◆ Exercise requirements:
• 1. Which computer parts does the comment about buying Linux machines name?
• 2. In the comment about buying Linux machines, can you change everything from "In reply to: Five" down to "machines without Windows.", putting "computers" in place of "machines"?
• 3. Could you go on with the comment about buying Linux machines from where it stops?

◆ Selected extract:
********************
Posted Oct 2, 2010 23:40 UTC (Sat) by pboddie (guest, #50784)
In reply to: Five years on by FlorianMueller
Parent article: Red Hat Responds to U.S. Patent and Trademark Office Request for Guidance on Bilski

You can buy Linux computers from major vendors like Dell and HP.

If you can find them without playing "beware of the leopard". Likewise with machines without any operating system whatsoever.

Someone who wants Linux can get machines without Windows.

Yes, that's true: I'm using exactly such a machine. However, ignoring most of the machines built from components, virtually all of the machines sold on the Web site where I bought mine are bundled with Windows, including the "build your own" machines where you don't even get to do that without a copy of Windows magically appearing together with that mainboard, CPU, RAM, and so on. Now observe the same phenomenon throughout the breadth of the retail channel directed at "the consumer".
********************
◆ Material provided:
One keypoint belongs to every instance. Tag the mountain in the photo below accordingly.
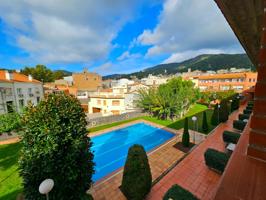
(202, 62)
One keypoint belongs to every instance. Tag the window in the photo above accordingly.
(21, 103)
(10, 107)
(115, 102)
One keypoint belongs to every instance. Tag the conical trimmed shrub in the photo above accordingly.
(185, 136)
(205, 126)
(224, 111)
(137, 178)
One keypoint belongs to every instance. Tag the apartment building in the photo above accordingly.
(17, 90)
(87, 81)
(230, 81)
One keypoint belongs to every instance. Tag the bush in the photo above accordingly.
(55, 145)
(243, 116)
(9, 122)
(239, 124)
(230, 137)
(224, 111)
(205, 127)
(137, 179)
(216, 159)
(247, 111)
(178, 193)
(185, 136)
(214, 118)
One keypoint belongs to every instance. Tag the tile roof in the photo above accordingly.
(16, 77)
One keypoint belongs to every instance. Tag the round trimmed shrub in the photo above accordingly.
(205, 126)
(185, 136)
(137, 179)
(55, 145)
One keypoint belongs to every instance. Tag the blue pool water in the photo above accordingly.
(110, 149)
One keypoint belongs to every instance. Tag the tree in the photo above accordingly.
(205, 126)
(215, 118)
(137, 179)
(55, 145)
(185, 136)
(224, 111)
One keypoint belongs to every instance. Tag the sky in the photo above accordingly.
(110, 37)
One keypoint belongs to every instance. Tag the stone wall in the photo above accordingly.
(114, 118)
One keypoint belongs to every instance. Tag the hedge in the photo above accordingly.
(247, 111)
(243, 116)
(137, 179)
(216, 160)
(239, 124)
(176, 192)
(230, 137)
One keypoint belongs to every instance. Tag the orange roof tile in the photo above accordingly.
(17, 77)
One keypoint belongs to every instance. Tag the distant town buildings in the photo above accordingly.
(17, 90)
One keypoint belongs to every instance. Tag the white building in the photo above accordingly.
(17, 90)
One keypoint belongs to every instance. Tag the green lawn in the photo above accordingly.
(195, 110)
(10, 182)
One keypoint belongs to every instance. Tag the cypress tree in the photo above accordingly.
(185, 136)
(205, 127)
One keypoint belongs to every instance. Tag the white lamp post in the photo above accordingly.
(46, 186)
(219, 113)
(194, 119)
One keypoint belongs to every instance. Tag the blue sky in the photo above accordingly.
(110, 36)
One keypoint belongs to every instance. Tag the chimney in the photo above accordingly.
(30, 77)
(8, 75)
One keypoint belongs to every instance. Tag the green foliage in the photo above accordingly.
(243, 116)
(230, 137)
(203, 62)
(9, 122)
(169, 100)
(216, 159)
(176, 192)
(42, 73)
(205, 126)
(239, 124)
(224, 111)
(215, 117)
(185, 136)
(55, 145)
(137, 178)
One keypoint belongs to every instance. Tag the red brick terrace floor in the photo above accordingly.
(192, 173)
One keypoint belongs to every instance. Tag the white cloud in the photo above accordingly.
(189, 25)
(127, 55)
(66, 31)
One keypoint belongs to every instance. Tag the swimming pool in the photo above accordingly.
(110, 149)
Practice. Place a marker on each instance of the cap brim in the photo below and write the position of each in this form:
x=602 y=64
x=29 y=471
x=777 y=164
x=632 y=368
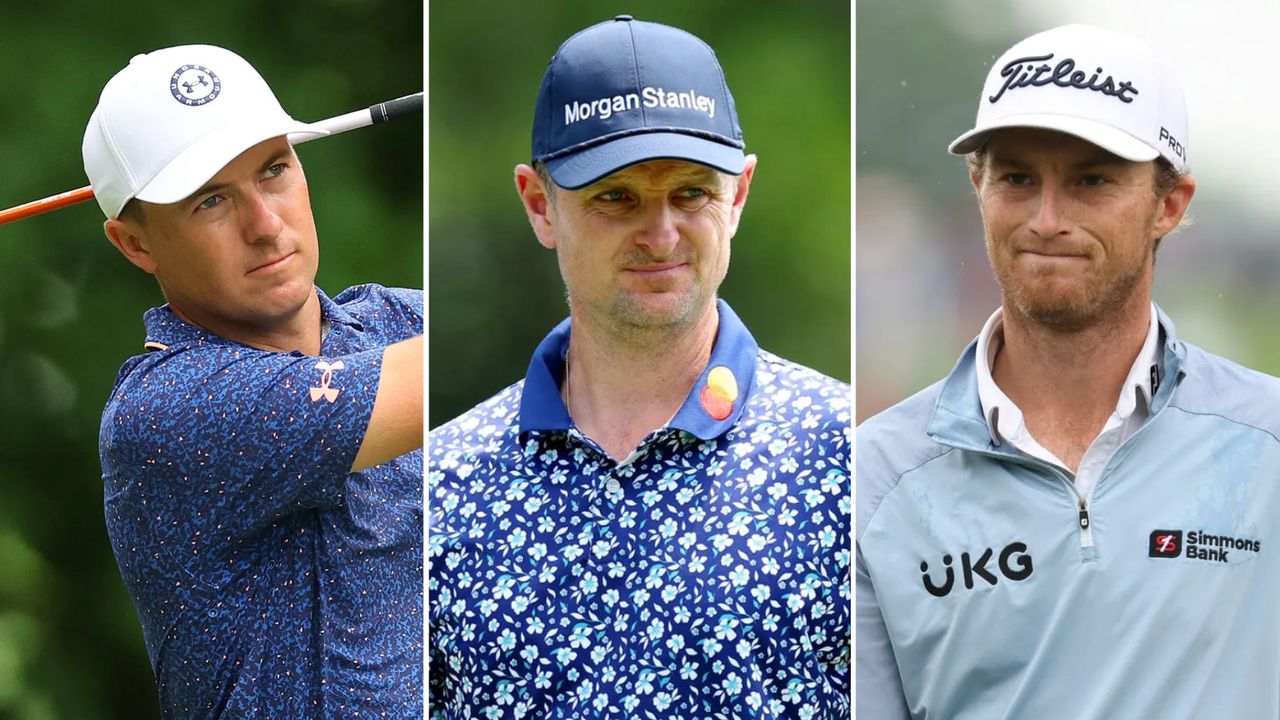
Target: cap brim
x=204 y=159
x=602 y=160
x=1115 y=141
********************
◆ Answers to the tasks:
• 1. mainboard, CPU, RAM

• 2.
In reply to: Five years on by FlorianMueller
Parent article: Red Hat Responds to U.S. Patent and Trademark Office Request for Guidance on Bilski

You can buy Linux computers from major vendors like Dell and HP.

If you can find them without playing "beware of the leopard". Likewise with computers without any operating system whatsoever.

Someone who wants Linux can get computers without Windows.

• 3.
The reason they're less aggressively promoted is that there's less demand on the desktop for Linux than for Windows, but antitrust law is meant to ensure that demand and supply can drive a market as opposed to abuse distorting it.

Which brings us to the interesting case of the Web browser, does it not? After all, can't people who want Firefox or Opera install it themselves?

In the PC market, there's no need to force anyone because you can buy Windows separately, and you can buy every hardware component separately.

It's not just about being able to buy Windows separately; it's about being able to buy the hardware separately as well. (Besides, the only people needing to buy Windows separately are those who want to upgrade the version thrust upon them when they bought their existing hardware.)

You say that the two situations (mainframe and PCs shipped with Windows) are the same. They are not the same because a case of illegal tying is characterized by customers being forced to take something they don't want in order to buy something they need from a dominant vendor. No single PC vendor is dominant

Yes, but the operating system vendor is dominant. And doesn't competition regulation have anything to say about a bunch of companies getting together and stifling competition? If it were all about a single company doing something, all the cases involving collusion between, say, oil companies would fall apart when someone points out that it's not one single gigantic oil vendor involved.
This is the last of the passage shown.